* **SUPPLIED DATA**:
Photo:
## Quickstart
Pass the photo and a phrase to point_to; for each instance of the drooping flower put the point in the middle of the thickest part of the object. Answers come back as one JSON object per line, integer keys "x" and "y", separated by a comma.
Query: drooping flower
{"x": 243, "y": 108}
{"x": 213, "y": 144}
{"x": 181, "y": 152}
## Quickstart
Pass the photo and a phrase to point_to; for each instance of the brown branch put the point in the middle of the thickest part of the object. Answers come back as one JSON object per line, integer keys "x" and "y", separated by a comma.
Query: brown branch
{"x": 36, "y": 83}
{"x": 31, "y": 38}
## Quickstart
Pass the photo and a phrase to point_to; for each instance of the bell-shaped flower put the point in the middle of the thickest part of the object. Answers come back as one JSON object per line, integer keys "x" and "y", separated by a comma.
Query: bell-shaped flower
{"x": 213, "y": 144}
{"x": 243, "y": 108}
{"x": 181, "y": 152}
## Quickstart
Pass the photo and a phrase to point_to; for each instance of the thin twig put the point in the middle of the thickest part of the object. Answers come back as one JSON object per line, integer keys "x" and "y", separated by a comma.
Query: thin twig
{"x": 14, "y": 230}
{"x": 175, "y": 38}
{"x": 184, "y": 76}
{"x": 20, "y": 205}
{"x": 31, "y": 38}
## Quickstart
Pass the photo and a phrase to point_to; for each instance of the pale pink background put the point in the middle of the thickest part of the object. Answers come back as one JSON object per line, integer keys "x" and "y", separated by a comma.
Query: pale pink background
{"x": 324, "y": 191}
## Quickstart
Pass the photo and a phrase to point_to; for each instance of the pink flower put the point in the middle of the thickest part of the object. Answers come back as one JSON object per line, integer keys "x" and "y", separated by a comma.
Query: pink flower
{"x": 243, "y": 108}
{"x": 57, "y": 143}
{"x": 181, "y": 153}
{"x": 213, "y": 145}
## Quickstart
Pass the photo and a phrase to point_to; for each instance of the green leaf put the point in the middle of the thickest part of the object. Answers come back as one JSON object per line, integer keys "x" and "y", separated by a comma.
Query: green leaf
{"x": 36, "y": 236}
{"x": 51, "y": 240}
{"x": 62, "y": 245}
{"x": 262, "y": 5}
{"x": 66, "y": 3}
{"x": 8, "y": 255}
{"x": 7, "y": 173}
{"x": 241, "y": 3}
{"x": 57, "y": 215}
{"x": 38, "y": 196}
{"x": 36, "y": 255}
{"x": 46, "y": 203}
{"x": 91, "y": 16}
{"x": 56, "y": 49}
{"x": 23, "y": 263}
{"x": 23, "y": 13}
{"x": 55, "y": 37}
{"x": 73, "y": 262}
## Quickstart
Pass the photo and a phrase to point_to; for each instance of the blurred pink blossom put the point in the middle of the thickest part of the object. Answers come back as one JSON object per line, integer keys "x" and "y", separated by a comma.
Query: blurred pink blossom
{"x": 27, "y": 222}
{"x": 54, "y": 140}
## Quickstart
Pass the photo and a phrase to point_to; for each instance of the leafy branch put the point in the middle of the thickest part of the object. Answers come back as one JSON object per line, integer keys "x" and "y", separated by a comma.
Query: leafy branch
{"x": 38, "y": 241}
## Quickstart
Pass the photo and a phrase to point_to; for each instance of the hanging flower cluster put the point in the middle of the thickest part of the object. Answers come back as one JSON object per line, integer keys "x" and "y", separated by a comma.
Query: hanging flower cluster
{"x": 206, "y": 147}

* **EXERCISE PROMPT**:
Format every line of the data above as a Markdown table with two columns, No. and Text. Number each line in order and leave out blank lines.

* **FINISHED TASK**:
| No. | Text |
|---|---|
| 1 | Photo: |
| 2 | ## Quickstart |
| 3 | Pass the photo and a phrase to point_to; for each instance of the drooping flower put the point in the middle of the thickest part of the object. Answers come back as one JSON object per line, integer keys "x" and "y", separated by a comma. |
| 4 | Query: drooping flower |
| 5 | {"x": 243, "y": 108} |
| 6 | {"x": 213, "y": 144} |
| 7 | {"x": 181, "y": 152} |
| 8 | ## Quickstart |
| 9 | Pass the photo and a phrase to point_to; for each instance of the brown branch put the point in the middle of the thickest part of the object. Answers come back as one JSON object per line, integer keys "x" and "y", separated by a comma. |
| 10 | Query: brown branch |
| 11 | {"x": 36, "y": 83} |
| 12 | {"x": 31, "y": 38} |
| 13 | ## Quickstart |
| 14 | Pass the photo and a phrase to point_to; for each instance of the bell-shaped flower put the point in the middle of the thickest part of the object. Answers come back as one JSON object per line, integer keys "x" and "y", separated by a comma. |
| 15 | Query: bell-shaped flower |
| 16 | {"x": 213, "y": 144} |
| 17 | {"x": 243, "y": 108} |
| 18 | {"x": 181, "y": 152} |
| 19 | ## Quickstart |
| 20 | Pass the photo and a phrase to point_to; for each instance of the thin twig put the point in the middle of the thickest part of the object. Answers come back as one JSON object per line, integer keys "x" and "y", separated by a comma. |
| 21 | Query: thin twig |
| 22 | {"x": 14, "y": 230} |
| 23 | {"x": 175, "y": 38} |
| 24 | {"x": 184, "y": 76} |
| 25 | {"x": 20, "y": 205} |
| 26 | {"x": 31, "y": 38} |
| 27 | ## Quickstart |
| 28 | Pass the photo and a phrase to point_to; for each instance of the pale pink background put the point in the middle of the thickest part of the object. Answers come back as one JSON object per line, integer keys "x" and "y", separated by a comma. |
| 29 | Query: pale pink background |
| 30 | {"x": 324, "y": 191} |
| 31 | ## Quickstart |
| 32 | Pass the photo and a phrase to point_to; for each instance of the pink flower put the point in the middle of the thickest part of the object. Answers come back as one JSON object per line, integer keys "x" and "y", separated by a comma. |
| 33 | Query: pink flower |
| 34 | {"x": 243, "y": 108} |
| 35 | {"x": 57, "y": 143} |
| 36 | {"x": 181, "y": 153} |
| 37 | {"x": 213, "y": 145} |
| 38 | ## Quickstart |
| 39 | Pass the photo and a phrase to point_to; for each instance of the green leaf put the point in the middle of the thickest part of the object. Answers come back as one JSON object per line, integer keys "x" and "y", separated by a comma. |
| 40 | Query: green leaf |
| 41 | {"x": 36, "y": 236} |
| 42 | {"x": 51, "y": 240} |
| 43 | {"x": 62, "y": 245} |
| 44 | {"x": 262, "y": 5} |
| 45 | {"x": 66, "y": 3} |
| 46 | {"x": 8, "y": 255} |
| 47 | {"x": 7, "y": 173} |
| 48 | {"x": 241, "y": 3} |
| 49 | {"x": 57, "y": 215} |
| 50 | {"x": 38, "y": 196} |
| 51 | {"x": 36, "y": 255} |
| 52 | {"x": 46, "y": 203} |
| 53 | {"x": 91, "y": 16} |
| 54 | {"x": 56, "y": 49} |
| 55 | {"x": 23, "y": 263} |
| 56 | {"x": 23, "y": 13} |
| 57 | {"x": 55, "y": 37} |
| 58 | {"x": 73, "y": 262} |
| 59 | ## Quickstart |
| 60 | Pass the photo and a phrase to point_to; for each instance of the blurred pink blossom put the point in the middle of the thickest part of the object. Answers come back as one JSON object per line, integer keys "x" and "y", separated by a comma. |
| 61 | Query: blurred pink blossom |
| 62 | {"x": 27, "y": 222} |
| 63 | {"x": 54, "y": 140} |
| 64 | ## Quickstart |
| 65 | Pass the photo and a phrase to point_to; for each instance of the leafy branch put the point in the middle of the thickest part of the object. Answers come back as one JSON object per line, integer keys "x" and "y", separated by a comma. |
| 66 | Query: leafy branch |
| 67 | {"x": 38, "y": 241} |
| 68 | ## Quickstart |
| 69 | Pass the photo and a phrase to point_to; for each instance of the hanging flower cluster put the point in the middle of the thickest part of the object. Answers come back as one JSON object per line, integer keys "x" and "y", separated by a comma. |
| 70 | Query: hanging flower cluster |
| 71 | {"x": 206, "y": 147} |